### [Given problem]
Starting at the line that contains "Can you locate the horse's leg" and continuing through the last line, put every line into a numbered list, both ends included, and leave out any blank lines.

### [Dataset entries]
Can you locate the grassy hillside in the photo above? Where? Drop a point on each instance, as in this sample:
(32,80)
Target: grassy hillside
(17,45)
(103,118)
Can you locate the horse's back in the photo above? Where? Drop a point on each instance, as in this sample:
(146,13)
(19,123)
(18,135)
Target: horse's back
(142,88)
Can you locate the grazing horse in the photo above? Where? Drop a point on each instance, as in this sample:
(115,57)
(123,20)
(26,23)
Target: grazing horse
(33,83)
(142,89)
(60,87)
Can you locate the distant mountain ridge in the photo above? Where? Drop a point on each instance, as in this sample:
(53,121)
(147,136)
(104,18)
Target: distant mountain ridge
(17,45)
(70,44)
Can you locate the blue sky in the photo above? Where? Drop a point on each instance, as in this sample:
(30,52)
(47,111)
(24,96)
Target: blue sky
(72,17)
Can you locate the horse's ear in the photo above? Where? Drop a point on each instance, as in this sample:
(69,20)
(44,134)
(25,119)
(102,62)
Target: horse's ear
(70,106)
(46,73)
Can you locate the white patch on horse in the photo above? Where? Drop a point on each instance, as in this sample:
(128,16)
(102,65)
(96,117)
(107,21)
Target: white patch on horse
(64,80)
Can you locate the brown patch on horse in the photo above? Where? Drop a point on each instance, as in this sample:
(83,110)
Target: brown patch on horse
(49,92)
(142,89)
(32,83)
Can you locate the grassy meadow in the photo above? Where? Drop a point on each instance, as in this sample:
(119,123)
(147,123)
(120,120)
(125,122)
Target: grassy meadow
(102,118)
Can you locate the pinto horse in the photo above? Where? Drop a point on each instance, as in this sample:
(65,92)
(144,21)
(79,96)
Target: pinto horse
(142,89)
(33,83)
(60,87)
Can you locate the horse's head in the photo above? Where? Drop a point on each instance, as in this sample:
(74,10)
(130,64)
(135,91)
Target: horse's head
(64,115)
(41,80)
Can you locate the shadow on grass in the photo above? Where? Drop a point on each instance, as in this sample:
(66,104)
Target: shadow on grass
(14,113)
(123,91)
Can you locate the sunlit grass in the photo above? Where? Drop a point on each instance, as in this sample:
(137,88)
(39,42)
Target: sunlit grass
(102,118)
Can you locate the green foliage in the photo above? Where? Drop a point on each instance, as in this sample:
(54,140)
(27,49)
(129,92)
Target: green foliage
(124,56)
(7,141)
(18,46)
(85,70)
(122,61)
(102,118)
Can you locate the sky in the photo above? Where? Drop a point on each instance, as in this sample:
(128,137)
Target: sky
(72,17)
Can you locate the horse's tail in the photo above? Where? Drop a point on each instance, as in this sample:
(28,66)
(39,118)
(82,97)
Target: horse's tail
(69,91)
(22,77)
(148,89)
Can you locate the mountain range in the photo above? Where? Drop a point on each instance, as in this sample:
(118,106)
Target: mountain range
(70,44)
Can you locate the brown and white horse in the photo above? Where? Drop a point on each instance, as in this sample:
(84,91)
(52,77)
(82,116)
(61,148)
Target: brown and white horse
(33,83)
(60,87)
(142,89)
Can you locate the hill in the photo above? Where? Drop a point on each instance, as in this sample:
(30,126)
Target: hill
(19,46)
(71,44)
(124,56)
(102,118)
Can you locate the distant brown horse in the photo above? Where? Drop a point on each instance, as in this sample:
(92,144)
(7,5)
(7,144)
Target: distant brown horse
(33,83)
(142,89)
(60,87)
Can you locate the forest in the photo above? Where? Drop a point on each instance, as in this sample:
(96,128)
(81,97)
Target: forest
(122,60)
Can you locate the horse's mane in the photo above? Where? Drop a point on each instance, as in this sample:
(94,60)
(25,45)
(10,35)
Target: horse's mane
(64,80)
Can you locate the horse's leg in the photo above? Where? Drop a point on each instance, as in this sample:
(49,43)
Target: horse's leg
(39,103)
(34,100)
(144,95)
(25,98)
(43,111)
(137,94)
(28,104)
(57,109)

### [Exercise response]
1. Can you locate the horse's leg in the photo above? Where? Drop a point on each instance, as in this sample:
2. (49,43)
3. Target: horse's leg
4. (39,103)
5. (34,100)
6. (144,95)
7. (25,98)
8. (43,111)
9. (137,94)
10. (28,104)
11. (57,109)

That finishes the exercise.